PROBLEM DETAILS: Starting at the line that holds "Point out the sun glare", set down each line through the end of the listing, exactly as written and with nothing added.
========================================
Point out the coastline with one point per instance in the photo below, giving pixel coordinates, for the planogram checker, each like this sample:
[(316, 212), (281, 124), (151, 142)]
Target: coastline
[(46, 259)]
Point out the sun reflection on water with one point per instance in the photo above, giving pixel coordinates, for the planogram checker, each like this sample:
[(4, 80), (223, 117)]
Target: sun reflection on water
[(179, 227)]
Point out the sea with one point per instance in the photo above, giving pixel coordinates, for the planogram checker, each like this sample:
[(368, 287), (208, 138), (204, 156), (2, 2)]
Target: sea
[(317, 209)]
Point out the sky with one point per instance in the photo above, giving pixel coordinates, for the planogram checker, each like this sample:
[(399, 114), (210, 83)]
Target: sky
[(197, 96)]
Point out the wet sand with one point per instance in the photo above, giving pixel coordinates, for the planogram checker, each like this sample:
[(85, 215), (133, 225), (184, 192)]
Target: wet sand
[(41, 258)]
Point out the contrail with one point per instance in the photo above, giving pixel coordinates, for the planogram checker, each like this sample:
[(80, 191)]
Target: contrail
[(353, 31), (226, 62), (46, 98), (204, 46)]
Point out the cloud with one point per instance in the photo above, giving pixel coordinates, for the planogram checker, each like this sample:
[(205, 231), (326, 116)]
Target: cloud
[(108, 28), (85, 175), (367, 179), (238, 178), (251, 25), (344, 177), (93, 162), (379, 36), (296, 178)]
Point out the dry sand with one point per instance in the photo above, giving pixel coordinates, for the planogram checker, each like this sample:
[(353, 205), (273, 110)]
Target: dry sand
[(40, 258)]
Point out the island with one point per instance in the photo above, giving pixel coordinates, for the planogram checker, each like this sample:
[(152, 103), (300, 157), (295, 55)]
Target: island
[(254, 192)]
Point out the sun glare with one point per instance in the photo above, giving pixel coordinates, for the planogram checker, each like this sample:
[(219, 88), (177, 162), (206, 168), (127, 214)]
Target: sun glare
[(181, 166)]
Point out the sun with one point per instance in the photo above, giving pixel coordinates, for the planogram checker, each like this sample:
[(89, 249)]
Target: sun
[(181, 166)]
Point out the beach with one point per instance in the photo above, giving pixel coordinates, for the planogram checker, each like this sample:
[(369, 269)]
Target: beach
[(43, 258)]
========================================
SOLUTION:
Point out the sun glare with one point per instance in the photo above, giving pixel coordinates, for the planogram checker, each like this sample:
[(219, 88), (177, 162), (206, 168), (127, 214)]
Target: sun glare
[(181, 166)]
Point out the sun with one point per instance in the photo above, giving pixel coordinates, for the planogram checker, each like this sample:
[(89, 249)]
Target: sun
[(181, 166)]
Point out the beach with one point per instance in the photo above, giving pixel coordinates, for the planogram checker, each like this sample:
[(369, 269)]
Target: beach
[(43, 258)]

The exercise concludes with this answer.